▶ [EXERCISE DIRECTIONS]: Reproduce the part of the article on the fluorescent protein in mouse hearts between "Michael Kotlikoff of" and "a live mammal.", inclusive, without any changes.

▶ [EXCERPT]:
Genetically engineered fluorescent protein lights up the course of electrical signals in mouse hearts
DOI: 10.1063/1.2216949
Drugs, being molecules themselves, relieve and cure through molecular interactions. Yet hypertension, arrhythmia, and other medical disorders show up on the scales of organs and bodies. To gain a complete picture of how organs work—or fail to work—biologists want to see the coordinated function of molecules in an entire organ, preferably in vivo.
Michael Kotlikoff of Cornell University and his collaborators have devised a way to do just that in mouse hearts. 1 Using genetic engineering, they induced lab mice to make a specially designed protein in heart muscle. The protein fluoresces green under blue light—but only when the local concentration of calcium ions, which trigger muscle contraction, is high enough. Thanks to the protein, Kotlikoff and his colleagues filmed, for the first time, the ebb and flow of Ca2+ ions in the beating heart of a live mammal.
Richard Gray of the University of Alabama in Birmingham, who does electrophysiological imaging of hearts ex vivo, points out the advantage of the genetic approach. “One doesn’t have to deal with the one-time shot of doing experiments, ripping the heart out, and injecting dye.”
There’s another advantage. Because gene expression can be induced in embryos, Kotlikoff and his collaborators could follow how the calcium-signaling system changes and grows as the heart itself develops.
Circular permutation
The fluorescent protein was designed by Kotlikoff’s collaborator, Junichi Nakai of the RIKEN Brain Institute in Wako, Japan. Nakai’s starting point was green fluorescence protein (GFP), which is found in the jellyfish Aequorea victoria. Since the late 1980s, biologists have used GFP to “report” the success of transplanting a gene. They append the GFP gene to the one they want to transplant. If the two genes are expressed, GFP will be made and fluoresce.
Biochemists prize GFP above other reporters because its fluorescence derives solely from its configuration of amino acids: 11 so-called beta sheets arranged in a cylinder. By contrast, other light-emitting proteins depend on either an extrinsic pigment molecule or the binding of an additional molecule.
In the late 1990s, Roger Tsien of the University of California, San Diego, wondered whether the structural foundation of GFP’s fluorescence was robust enough to tolerate mutations that might modify the fluorescence or allow it to be switched on and off.
Tsien picked points along GFP’s genetic sequence where he could cut the sequence in two. Then, using a technique called circular permutation, he rejoined the formerly free ends with a short sequence whose corresponding amino acids would hold the mutant GFP together.

▶ [STUDY MATERIAL]:

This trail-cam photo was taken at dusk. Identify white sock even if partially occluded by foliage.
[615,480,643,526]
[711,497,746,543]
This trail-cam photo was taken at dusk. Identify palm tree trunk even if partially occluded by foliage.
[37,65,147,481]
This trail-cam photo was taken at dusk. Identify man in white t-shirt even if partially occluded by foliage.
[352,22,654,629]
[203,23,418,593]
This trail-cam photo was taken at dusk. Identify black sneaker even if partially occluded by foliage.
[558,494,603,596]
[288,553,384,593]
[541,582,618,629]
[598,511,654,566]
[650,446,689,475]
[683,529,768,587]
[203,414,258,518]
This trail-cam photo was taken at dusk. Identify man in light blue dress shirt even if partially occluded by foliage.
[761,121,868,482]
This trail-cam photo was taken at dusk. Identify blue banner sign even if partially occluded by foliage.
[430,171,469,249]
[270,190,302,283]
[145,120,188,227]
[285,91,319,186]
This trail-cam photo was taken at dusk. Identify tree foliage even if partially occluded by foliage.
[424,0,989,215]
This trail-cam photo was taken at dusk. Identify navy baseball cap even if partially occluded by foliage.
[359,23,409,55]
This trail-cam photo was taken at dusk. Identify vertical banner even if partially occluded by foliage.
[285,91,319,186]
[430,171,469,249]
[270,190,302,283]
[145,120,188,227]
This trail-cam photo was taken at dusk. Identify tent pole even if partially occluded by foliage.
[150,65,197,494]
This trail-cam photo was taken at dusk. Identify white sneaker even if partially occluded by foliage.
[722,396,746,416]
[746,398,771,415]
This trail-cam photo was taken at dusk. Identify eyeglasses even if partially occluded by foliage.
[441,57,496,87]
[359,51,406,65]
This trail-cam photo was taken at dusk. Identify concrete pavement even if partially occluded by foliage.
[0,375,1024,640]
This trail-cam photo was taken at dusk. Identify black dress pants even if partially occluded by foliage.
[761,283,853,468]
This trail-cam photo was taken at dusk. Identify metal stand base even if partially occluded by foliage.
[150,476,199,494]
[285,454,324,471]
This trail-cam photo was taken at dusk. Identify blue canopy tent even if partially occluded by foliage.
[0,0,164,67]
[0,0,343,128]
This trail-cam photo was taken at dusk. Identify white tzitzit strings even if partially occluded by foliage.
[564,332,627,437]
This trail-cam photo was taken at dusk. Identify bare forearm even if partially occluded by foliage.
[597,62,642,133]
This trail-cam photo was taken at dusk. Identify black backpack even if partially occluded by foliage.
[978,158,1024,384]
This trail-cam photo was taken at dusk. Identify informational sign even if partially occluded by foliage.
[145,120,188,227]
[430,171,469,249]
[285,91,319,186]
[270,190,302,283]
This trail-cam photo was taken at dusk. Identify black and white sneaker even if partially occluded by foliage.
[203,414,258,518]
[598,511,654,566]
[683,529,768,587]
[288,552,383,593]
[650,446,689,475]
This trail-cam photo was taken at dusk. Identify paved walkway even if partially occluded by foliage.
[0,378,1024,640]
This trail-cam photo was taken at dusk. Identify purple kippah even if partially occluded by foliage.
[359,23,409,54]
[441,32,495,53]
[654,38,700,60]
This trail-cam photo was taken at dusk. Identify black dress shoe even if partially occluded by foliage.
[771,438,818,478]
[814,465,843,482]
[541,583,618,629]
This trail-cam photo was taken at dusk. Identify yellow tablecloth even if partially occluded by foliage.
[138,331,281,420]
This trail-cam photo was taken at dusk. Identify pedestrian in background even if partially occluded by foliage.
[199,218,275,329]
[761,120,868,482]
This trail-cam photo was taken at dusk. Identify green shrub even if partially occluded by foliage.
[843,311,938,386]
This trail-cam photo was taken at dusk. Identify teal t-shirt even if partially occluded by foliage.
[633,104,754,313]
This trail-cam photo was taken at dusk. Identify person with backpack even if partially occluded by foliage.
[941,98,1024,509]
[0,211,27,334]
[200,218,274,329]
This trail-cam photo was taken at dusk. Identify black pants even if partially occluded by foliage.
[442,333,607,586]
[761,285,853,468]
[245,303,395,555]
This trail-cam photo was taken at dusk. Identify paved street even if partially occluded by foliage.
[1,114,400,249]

▶ [COMPLETED EXERCISE]:
Michael Kotlikoff of Cornell University and his collaborators have devised a way to do just that in mouse hearts. 1 Using genetic engineering, they induced lab mice to make a specially designed protein in heart muscle. The protein fluoresces green under blue light—but only when the local concentration of calcium ions, which trigger muscle contraction, is high enough. Thanks to the protein, Kotlikoff and his colleagues filmed, for the first time, the ebb and flow of Ca2+ ions in the beating heart of a live mammal.